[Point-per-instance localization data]
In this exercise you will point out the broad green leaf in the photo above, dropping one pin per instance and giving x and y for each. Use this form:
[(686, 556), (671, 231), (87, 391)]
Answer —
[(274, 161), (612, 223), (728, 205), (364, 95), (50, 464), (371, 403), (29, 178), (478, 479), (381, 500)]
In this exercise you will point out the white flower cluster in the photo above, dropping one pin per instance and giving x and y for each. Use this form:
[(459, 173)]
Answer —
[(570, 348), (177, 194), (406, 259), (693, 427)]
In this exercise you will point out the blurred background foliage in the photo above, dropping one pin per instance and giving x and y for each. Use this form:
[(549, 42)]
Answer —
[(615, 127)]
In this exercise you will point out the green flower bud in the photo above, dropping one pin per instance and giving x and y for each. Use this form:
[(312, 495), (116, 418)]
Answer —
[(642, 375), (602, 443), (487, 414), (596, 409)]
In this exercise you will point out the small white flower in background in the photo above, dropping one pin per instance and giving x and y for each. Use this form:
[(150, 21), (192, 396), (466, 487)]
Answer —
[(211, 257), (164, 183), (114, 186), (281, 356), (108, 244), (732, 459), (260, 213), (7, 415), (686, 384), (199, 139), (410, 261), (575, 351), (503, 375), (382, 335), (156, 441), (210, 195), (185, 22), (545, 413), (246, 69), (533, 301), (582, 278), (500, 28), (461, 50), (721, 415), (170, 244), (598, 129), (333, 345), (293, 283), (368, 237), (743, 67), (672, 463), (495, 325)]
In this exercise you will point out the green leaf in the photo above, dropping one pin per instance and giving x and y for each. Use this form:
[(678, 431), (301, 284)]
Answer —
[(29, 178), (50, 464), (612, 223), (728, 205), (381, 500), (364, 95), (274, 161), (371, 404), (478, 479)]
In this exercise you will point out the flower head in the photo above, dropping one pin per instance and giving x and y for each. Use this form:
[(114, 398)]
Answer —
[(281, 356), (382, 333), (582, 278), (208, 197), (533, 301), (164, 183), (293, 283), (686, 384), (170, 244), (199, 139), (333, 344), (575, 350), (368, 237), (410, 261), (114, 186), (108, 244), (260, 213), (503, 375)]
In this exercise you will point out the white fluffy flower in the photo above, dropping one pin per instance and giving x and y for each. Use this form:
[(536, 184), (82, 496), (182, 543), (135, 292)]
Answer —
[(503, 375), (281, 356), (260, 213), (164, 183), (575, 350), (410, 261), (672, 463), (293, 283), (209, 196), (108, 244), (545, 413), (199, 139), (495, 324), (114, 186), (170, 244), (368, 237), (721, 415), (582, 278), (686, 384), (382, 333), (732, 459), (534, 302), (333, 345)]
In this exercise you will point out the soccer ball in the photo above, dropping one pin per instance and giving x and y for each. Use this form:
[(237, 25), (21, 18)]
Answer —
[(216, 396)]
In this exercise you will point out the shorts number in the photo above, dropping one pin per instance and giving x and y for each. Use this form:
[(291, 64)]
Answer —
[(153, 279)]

## [EXERCISE BRIEF]
Go line by line through the data, copying each one that contains the word "flower".

## [EXERCISE SOLUTION]
In this exercise you will point out the white flower cluster in the photo above, dropping one pin per instance and giving x and y for each. Use this form:
In this exercise you will point out the green flower bud in the photo above, dropping one pin per instance and giving x and y for each. Use this form:
In this exercise you will point out the small white flower in background in the photo above, dropping one pin per instance and giving x and y for each. Use this form:
In this exercise you will point out the flower head in the photo above, dropping one pin per instance and giving x and y for each. Use this form:
In this exercise you will point out the white fluffy flower in the photo above, dropping one pin per instance and giving x and y for each. Use this form:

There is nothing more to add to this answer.